--- Exercise directions ---
Could you copy out all of the records below line for line, without changing a single character?

----- Data for processing

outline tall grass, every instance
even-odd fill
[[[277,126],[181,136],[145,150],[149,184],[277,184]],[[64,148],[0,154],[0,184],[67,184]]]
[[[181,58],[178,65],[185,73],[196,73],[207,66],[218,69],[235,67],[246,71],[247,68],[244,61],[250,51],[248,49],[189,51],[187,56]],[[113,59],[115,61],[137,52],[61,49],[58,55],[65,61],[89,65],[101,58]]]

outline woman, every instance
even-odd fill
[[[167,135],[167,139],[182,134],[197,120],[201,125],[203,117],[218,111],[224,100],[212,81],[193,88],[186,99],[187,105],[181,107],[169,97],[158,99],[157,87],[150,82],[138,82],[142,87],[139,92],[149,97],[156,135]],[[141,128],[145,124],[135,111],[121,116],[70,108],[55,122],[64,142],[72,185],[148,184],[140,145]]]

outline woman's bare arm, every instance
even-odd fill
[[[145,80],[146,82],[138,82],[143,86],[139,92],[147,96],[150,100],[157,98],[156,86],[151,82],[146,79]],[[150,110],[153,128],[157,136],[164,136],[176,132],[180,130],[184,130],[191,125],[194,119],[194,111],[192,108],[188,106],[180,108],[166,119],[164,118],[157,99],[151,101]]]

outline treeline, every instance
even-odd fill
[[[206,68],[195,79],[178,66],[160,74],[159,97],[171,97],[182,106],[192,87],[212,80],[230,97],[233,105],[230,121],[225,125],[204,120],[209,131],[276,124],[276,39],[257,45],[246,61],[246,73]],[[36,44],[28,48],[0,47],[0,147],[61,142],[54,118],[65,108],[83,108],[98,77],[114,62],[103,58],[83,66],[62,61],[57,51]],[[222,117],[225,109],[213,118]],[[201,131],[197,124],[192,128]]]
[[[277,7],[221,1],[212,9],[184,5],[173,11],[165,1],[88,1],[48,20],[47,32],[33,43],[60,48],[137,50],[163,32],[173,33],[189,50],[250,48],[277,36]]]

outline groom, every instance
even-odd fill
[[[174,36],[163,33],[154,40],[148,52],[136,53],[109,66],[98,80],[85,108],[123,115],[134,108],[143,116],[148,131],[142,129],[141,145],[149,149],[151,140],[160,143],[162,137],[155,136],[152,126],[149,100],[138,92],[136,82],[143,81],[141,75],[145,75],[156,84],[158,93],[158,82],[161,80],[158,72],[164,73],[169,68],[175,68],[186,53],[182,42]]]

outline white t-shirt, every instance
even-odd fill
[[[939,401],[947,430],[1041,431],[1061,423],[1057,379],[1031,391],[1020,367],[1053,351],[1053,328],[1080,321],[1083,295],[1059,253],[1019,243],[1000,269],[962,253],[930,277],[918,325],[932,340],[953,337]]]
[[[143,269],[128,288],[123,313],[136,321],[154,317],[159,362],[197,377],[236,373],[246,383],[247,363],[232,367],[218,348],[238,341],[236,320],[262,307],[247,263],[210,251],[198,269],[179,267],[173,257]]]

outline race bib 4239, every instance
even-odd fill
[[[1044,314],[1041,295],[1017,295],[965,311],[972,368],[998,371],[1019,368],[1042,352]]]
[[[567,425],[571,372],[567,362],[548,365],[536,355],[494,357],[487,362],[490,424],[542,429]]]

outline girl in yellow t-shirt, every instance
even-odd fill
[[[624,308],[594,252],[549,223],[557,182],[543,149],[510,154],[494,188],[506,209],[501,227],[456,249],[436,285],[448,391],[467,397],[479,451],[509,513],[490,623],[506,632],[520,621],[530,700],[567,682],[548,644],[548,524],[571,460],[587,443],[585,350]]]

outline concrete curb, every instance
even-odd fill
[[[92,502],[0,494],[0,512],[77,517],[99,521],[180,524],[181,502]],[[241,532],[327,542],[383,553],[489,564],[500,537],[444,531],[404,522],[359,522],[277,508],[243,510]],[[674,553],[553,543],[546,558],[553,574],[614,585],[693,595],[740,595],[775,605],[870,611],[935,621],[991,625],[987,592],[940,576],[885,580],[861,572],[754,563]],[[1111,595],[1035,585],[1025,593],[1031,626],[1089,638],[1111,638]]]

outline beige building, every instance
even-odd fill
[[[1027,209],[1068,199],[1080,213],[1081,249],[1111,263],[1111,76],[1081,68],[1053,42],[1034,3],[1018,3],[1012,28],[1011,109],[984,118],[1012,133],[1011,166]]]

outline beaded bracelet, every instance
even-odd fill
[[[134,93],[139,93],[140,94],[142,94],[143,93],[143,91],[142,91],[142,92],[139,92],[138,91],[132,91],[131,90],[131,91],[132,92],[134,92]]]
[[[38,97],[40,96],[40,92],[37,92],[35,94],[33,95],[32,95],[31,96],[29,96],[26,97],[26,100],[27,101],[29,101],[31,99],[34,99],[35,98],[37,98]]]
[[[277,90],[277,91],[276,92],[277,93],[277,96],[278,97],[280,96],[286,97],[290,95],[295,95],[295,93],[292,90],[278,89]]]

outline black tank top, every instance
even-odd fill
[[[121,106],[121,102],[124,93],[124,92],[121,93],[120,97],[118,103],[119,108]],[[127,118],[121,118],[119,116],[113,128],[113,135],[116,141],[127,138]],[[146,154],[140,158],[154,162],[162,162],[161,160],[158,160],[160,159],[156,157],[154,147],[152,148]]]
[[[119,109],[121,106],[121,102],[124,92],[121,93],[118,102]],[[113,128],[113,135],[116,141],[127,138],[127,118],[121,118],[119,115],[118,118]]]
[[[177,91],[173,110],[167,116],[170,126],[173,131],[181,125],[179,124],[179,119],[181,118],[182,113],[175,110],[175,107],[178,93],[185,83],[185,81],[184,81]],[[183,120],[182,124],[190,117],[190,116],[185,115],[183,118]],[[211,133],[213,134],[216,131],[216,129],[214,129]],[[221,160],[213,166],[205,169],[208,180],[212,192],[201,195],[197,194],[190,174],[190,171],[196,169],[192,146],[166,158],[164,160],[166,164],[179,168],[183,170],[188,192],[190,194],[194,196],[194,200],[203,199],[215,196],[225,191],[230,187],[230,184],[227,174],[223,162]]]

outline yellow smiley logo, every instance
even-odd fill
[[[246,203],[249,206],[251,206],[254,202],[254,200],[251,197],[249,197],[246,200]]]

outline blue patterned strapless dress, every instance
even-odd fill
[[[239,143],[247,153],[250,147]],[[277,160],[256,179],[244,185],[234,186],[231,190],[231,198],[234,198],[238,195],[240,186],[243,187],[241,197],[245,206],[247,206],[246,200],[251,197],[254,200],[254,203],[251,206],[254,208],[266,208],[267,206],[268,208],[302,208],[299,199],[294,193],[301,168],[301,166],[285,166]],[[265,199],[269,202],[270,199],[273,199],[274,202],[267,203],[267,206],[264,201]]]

----------

--- Exercise answer ---
outline tall grass, every instance
even-odd fill
[[[277,126],[181,136],[145,150],[149,184],[277,184]],[[64,148],[0,154],[0,184],[67,184]]]
[[[181,58],[178,65],[185,73],[196,73],[207,66],[218,69],[235,67],[246,71],[247,68],[244,61],[250,51],[248,49],[189,51],[187,56]],[[113,59],[115,61],[137,52],[61,49],[58,55],[65,61],[89,65],[101,58]]]

outline woman, every instance
even-odd fill
[[[167,135],[167,139],[182,134],[197,120],[201,125],[203,117],[218,111],[224,100],[212,81],[193,88],[186,99],[187,105],[181,107],[169,97],[158,99],[157,87],[150,82],[138,82],[142,87],[139,92],[149,97],[156,135]],[[141,128],[145,124],[135,111],[121,116],[70,108],[55,122],[64,142],[72,185],[148,184],[140,145]]]

outline woman's bare arm, every instance
even-odd fill
[[[145,80],[146,82],[138,82],[143,86],[139,92],[147,96],[150,100],[157,98],[156,86],[151,82],[146,79]],[[150,110],[153,128],[157,136],[164,136],[176,132],[180,130],[184,130],[191,125],[194,119],[194,111],[192,108],[188,106],[180,108],[166,119],[164,118],[157,99],[151,101]]]

outline treeline, every instance
even-odd fill
[[[206,68],[195,79],[178,66],[160,74],[159,97],[171,97],[182,106],[192,87],[212,80],[230,97],[233,105],[230,121],[225,125],[204,120],[209,131],[276,124],[276,39],[257,45],[246,61],[246,73]],[[36,44],[28,48],[0,47],[0,147],[61,142],[54,118],[65,108],[83,108],[98,77],[114,62],[103,58],[83,66],[62,61],[57,51]],[[222,117],[225,109],[213,118]],[[201,131],[197,124],[192,128]]]
[[[277,7],[221,1],[212,9],[184,5],[173,11],[165,1],[88,1],[48,20],[47,32],[33,43],[60,48],[137,50],[163,32],[173,33],[189,50],[250,48],[277,36]]]

outline groom, every instance
even-odd fill
[[[174,36],[163,33],[154,40],[148,52],[136,53],[109,66],[98,80],[85,108],[123,115],[134,108],[143,116],[148,131],[142,129],[141,145],[149,149],[151,140],[160,143],[162,137],[155,136],[152,126],[149,100],[138,92],[136,82],[143,81],[141,75],[145,75],[156,84],[158,93],[158,82],[161,80],[158,72],[164,73],[169,68],[175,68],[186,53],[182,42]]]

outline white t-shirt, every instance
even-odd fill
[[[939,401],[947,430],[1041,431],[1061,423],[1057,379],[1031,391],[1020,367],[1053,351],[1053,328],[1080,321],[1083,295],[1059,253],[1019,243],[1000,269],[962,253],[930,277],[918,325],[932,340],[953,337]]]
[[[143,269],[128,288],[123,313],[136,321],[154,317],[159,362],[197,377],[236,373],[246,383],[247,363],[232,367],[218,348],[238,341],[236,320],[262,307],[247,263],[210,251],[198,269],[179,267],[173,257]]]

outline race bib 4239, every instance
even-odd fill
[[[1044,314],[1041,295],[1017,295],[965,311],[972,368],[998,371],[1019,368],[1042,352]]]
[[[567,425],[571,372],[567,362],[548,365],[536,355],[494,357],[487,362],[490,424],[542,429]]]

outline girl in yellow t-shirt, every instance
even-odd fill
[[[624,308],[594,252],[549,223],[557,182],[543,149],[510,154],[494,188],[506,209],[501,227],[456,249],[436,285],[448,391],[467,397],[479,451],[509,513],[490,623],[506,632],[520,621],[530,700],[567,682],[548,644],[548,524],[571,460],[587,443],[585,350]]]

outline concrete curb, every instance
even-odd fill
[[[92,502],[0,494],[0,512],[77,517],[99,521],[180,524],[181,502]],[[241,532],[327,542],[383,553],[489,564],[500,537],[444,531],[404,522],[359,522],[277,508],[243,510]],[[674,553],[553,543],[546,558],[553,574],[614,585],[693,595],[740,595],[775,605],[870,611],[935,621],[991,625],[987,592],[940,576],[885,580],[861,572],[754,563]],[[1111,595],[1035,585],[1025,593],[1031,626],[1089,638],[1111,638]]]

outline beige building, every instance
even-odd fill
[[[1027,209],[1068,199],[1080,213],[1081,249],[1111,263],[1111,76],[1081,68],[1053,42],[1034,3],[1018,3],[1012,28],[1011,109],[984,118],[1012,133],[1011,166]]]

outline beaded bracelet, every instance
even-odd fill
[[[134,93],[139,93],[140,94],[142,94],[143,93],[143,91],[142,91],[142,92],[139,92],[138,91],[132,91],[131,90],[131,91],[132,92],[134,92]]]
[[[38,97],[40,96],[40,92],[37,92],[35,94],[33,95],[32,95],[31,96],[29,96],[26,97],[26,100],[27,101],[29,101],[31,99],[34,99],[35,98],[37,98]]]
[[[277,90],[277,91],[276,92],[277,93],[277,96],[278,97],[280,96],[286,97],[290,95],[295,95],[295,93],[292,90],[278,89]]]

outline black tank top, every instance
even-odd fill
[[[121,106],[121,102],[124,93],[124,92],[121,93],[120,97],[118,103],[119,108]],[[127,118],[121,118],[119,116],[113,128],[113,135],[116,141],[127,138]],[[146,154],[140,158],[154,162],[162,162],[161,160],[158,160],[160,159],[156,157],[154,147],[152,148]]]
[[[119,109],[121,106],[121,102],[124,92],[121,93],[118,102]],[[113,128],[113,135],[116,141],[127,138],[127,118],[121,118],[119,115],[118,118]]]
[[[177,91],[173,110],[167,116],[170,126],[173,131],[181,125],[179,124],[179,119],[181,118],[182,113],[175,110],[175,107],[178,93],[185,83],[185,81],[184,81]],[[183,120],[182,124],[190,117],[190,116],[185,115],[183,118]],[[211,133],[213,134],[216,131],[216,129],[214,129]],[[221,160],[213,166],[205,169],[208,180],[212,192],[201,195],[197,194],[190,174],[190,171],[196,169],[192,146],[166,158],[164,160],[166,164],[179,168],[183,170],[188,192],[190,194],[194,196],[194,200],[203,199],[215,196],[225,191],[230,187],[230,184],[227,174],[223,162]]]

outline yellow smiley logo, every instance
even-odd fill
[[[246,203],[249,206],[251,206],[254,202],[254,200],[251,197],[249,197],[246,200]]]

outline blue patterned strapless dress, every instance
even-odd fill
[[[239,143],[247,153],[250,147]],[[277,160],[256,179],[244,185],[234,186],[231,190],[231,198],[234,198],[238,195],[240,186],[243,187],[241,197],[245,206],[247,206],[246,200],[251,197],[254,200],[254,203],[251,206],[254,208],[266,208],[267,206],[268,208],[302,208],[299,199],[294,193],[301,168],[301,166],[285,166]],[[265,199],[269,202],[270,199],[273,199],[274,202],[267,203],[267,206],[264,201]]]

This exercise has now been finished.